** Korte opdracht a **
Typ uit de brontekst over de rust van Gods volk het stuk over van "Hij tot Zich" tot en met "die Boven zijn.".

** Brontekst **

O, hoe duur is de rust van Gods volk verworven. Opgestaan uit de doden, is Hij ingegaan in Zijn rust om te rusten van Zijn arbeid. Ingegaan in Zijn rust, om naar Zijn belofte, aan Zijn jongeren gedaan, plaats te bereiden voor al Zijn volk, opdat ook zij zouden zijn, waar Hij is.

Daarom nog eens, kinderen des Heeren , in Christus, in uw Borg, Die leeft tot in alle eeuwigheid, ik zeg, in de verheerlijkte Immanuël ligt de grond vast, dat deze rust overblijft voor het volk van God. Geen mot kan ze verteren, geen dief doorgraven, door het water kan zij niet worden weggespoeld en door het vuur niet worden verbrand.

Voor het volk van God blijft die rust over. Voor geheel dat volk. Voor het ware Israël Gods ; voor hen, die afgesneden zijn hier in de tijd van de oude Adamsstam en Christus zijn ingeplant door het geloof; voor hen, wier rust in de wereld door de Heere is opgezegd ; die de dood hebben gevonden in al wat buiten God is. Handel echter niet lichtvaardig. Hoevelen van Israël waren niet uitgeleid uit Egypte, gedoopt in de wolk en in de zee, en toch is het merendeel niet ingegaan in de rust van het beloofde land Kanaan. Waarom niet? Zij hebben niet kunnen ingaan wegens hun ongeloof. Zo ook hier. Zonder de waarachtige wedergeboorte zal niemand het Koninkrijk Gods zien. Wat zegt Christus ? Wie nodigt

Hij tot Zich ? „Komt herwaarts tot Mij, die vermoeid en belast zijt. Ik zal u rust geven". Vermoeiden en beladenen, voor wie de wereld een plaats van onrust is geworden, de zonde een last, die zoeken de dingen, die Boven zijn.

Wat zal het het oprechte volk eens meevallen, als zij de voor hen weggelegde zaligheid zullen verkrijgen.

** Vastgelegde gegevens **
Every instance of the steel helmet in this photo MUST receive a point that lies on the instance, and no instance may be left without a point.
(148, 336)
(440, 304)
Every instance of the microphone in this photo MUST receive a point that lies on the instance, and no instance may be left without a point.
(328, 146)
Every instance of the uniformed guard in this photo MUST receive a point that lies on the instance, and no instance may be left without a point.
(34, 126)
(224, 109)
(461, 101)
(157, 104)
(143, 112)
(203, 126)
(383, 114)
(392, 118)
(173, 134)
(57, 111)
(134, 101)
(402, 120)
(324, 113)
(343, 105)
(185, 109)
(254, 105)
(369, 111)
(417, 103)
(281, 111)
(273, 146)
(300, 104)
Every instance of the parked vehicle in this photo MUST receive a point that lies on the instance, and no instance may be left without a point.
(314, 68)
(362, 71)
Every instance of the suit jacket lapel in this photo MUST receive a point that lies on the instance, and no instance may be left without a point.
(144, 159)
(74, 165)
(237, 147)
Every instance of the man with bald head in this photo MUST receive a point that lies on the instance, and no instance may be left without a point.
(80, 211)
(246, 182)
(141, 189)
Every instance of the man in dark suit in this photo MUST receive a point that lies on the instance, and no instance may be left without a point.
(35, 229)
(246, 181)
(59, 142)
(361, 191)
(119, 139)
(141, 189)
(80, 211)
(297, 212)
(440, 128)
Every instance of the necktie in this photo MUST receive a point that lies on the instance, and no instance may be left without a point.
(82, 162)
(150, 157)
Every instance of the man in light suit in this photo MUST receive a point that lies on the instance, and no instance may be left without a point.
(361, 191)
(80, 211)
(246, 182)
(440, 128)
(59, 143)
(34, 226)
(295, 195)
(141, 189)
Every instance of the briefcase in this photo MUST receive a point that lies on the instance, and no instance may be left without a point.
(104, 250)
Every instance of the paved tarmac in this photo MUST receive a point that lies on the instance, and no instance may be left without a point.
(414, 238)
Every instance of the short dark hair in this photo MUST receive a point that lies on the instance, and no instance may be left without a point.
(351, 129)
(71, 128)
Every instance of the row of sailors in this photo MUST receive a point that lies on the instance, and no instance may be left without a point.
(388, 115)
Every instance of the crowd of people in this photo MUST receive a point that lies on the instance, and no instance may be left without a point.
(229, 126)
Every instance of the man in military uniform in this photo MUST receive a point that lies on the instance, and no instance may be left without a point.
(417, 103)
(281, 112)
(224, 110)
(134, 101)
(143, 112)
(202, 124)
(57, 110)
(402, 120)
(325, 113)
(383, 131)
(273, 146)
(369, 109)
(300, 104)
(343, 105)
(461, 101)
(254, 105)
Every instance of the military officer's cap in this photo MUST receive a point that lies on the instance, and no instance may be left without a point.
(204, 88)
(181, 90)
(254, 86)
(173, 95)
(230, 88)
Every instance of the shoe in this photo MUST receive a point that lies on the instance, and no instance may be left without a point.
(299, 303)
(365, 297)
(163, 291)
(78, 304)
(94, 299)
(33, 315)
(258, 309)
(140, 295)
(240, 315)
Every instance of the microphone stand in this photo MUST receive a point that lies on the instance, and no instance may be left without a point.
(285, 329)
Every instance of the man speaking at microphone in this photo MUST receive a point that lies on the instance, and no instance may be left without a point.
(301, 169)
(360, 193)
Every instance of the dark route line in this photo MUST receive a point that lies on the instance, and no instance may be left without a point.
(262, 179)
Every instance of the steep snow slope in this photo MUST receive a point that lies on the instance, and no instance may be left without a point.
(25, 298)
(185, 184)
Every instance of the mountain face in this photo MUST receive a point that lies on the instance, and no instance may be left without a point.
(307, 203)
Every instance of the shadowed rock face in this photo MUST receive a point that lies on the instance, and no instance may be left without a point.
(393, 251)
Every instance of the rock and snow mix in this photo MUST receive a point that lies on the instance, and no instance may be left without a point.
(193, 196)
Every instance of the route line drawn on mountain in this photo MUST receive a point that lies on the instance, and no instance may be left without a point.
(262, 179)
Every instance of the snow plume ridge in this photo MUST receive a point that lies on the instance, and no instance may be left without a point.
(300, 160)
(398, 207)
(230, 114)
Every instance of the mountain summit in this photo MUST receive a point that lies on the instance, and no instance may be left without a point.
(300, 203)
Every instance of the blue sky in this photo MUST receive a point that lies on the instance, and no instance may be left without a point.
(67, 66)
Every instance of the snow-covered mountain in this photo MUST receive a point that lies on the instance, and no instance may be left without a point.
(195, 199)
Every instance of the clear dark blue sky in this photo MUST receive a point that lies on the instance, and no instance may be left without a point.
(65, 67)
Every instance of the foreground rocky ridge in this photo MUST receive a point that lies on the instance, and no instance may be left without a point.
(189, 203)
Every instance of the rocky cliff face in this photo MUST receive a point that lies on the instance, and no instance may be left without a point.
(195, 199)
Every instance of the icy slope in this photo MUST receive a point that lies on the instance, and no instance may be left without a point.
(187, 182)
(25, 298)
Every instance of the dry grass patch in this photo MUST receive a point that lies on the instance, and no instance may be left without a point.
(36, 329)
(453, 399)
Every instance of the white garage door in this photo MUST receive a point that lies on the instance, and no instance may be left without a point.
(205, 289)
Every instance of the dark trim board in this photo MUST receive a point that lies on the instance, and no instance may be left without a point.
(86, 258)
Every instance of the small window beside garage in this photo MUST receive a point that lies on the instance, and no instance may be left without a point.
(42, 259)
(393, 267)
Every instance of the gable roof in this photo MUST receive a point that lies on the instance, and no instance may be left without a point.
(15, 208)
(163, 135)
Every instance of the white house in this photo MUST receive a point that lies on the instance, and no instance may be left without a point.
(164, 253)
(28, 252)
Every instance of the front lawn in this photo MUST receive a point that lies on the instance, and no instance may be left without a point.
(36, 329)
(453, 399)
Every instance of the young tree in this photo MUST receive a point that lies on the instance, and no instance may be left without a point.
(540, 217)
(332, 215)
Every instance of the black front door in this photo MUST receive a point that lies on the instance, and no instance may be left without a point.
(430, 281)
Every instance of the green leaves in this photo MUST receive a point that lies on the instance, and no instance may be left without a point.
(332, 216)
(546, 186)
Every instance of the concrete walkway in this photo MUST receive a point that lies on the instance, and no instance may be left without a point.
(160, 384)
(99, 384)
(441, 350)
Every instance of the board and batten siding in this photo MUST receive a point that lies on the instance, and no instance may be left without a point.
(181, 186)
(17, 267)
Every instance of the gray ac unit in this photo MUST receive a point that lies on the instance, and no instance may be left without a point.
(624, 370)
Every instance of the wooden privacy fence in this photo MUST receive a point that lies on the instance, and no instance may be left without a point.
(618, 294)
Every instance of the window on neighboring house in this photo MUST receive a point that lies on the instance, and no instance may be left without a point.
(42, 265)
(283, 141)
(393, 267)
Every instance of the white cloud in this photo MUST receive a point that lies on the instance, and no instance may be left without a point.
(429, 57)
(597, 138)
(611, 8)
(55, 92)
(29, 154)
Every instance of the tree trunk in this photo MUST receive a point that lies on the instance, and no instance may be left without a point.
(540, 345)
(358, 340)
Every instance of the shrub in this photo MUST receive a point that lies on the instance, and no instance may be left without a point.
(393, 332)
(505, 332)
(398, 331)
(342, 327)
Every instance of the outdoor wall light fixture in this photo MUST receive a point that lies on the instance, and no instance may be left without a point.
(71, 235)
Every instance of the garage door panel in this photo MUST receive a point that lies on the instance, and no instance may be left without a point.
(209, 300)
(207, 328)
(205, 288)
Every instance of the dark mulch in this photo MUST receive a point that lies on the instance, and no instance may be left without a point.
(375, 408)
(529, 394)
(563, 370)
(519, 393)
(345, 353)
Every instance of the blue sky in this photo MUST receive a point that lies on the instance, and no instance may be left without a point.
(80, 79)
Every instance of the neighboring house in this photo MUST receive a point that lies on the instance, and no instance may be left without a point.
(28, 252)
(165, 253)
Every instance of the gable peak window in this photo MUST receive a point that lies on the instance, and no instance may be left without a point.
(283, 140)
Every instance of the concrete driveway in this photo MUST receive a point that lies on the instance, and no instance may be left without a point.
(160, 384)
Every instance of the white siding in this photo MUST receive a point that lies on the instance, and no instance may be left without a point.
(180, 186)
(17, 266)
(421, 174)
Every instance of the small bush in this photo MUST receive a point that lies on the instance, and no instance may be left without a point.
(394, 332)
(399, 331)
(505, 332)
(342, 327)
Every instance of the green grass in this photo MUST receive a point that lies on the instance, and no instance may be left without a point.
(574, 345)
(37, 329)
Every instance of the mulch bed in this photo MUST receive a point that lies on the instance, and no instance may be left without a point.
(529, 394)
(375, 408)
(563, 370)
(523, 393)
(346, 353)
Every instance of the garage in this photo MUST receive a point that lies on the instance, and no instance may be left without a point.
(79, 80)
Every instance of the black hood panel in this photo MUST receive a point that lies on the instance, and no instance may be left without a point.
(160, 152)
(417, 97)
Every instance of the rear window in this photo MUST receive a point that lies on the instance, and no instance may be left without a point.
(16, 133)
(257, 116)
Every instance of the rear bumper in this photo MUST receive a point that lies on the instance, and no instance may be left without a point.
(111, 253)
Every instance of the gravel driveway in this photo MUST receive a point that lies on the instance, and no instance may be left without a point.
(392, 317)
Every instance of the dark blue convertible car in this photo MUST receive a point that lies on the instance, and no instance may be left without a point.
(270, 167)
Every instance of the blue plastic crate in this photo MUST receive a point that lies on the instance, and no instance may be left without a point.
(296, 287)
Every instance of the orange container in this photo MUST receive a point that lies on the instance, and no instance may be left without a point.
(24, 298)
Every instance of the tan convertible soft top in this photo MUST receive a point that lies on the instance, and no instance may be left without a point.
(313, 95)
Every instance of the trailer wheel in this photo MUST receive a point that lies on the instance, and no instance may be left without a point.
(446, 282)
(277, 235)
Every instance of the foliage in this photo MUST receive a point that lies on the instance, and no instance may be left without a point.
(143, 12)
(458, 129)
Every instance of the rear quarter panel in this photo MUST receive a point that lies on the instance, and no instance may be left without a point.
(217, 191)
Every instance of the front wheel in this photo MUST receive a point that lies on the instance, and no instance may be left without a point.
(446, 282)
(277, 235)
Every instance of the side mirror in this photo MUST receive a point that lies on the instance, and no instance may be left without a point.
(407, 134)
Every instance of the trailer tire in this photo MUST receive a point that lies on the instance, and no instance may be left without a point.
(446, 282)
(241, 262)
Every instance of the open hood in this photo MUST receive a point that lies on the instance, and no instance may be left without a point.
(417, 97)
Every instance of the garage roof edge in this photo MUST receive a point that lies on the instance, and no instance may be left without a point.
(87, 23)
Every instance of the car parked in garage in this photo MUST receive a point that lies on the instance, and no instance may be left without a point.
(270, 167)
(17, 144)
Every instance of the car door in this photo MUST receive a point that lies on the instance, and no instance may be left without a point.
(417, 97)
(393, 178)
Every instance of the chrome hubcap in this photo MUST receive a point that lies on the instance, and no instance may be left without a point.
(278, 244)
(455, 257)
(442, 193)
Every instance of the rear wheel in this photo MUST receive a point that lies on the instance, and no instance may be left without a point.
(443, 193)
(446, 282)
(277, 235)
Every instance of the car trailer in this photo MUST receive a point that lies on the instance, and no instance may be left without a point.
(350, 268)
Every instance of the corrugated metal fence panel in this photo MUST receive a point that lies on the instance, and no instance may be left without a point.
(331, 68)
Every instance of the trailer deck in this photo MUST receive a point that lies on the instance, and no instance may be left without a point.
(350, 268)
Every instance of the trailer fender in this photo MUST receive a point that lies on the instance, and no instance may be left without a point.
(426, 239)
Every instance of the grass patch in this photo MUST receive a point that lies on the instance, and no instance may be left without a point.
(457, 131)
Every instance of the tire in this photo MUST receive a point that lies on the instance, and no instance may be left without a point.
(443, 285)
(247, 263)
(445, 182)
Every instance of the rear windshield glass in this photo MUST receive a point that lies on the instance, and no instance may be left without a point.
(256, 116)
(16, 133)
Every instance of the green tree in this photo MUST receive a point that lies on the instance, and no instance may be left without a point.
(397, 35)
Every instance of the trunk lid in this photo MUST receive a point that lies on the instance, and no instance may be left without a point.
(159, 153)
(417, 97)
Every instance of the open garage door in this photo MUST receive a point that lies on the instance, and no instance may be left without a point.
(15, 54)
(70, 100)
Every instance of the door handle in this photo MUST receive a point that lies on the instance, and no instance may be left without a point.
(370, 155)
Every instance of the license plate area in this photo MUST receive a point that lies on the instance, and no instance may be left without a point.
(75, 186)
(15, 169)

** Korte opdracht b **
Tel in hoeveel regels van de lijst het woord "face" staat. Hoofdletters en kleine letters tellen mee. Noem alleen het getal.

** Juiste antwoord a **
Hij tot Zich ? „Komt herwaarts tot Mij, die vermoeid en belast zijt. Ik zal u rust geven". Vermoeiden en beladenen, voor wie de wereld een plaats van onrust is geworden, de zonde een last, die zoeken de dingen, die Boven zijn.

** Juiste antwoord b **
3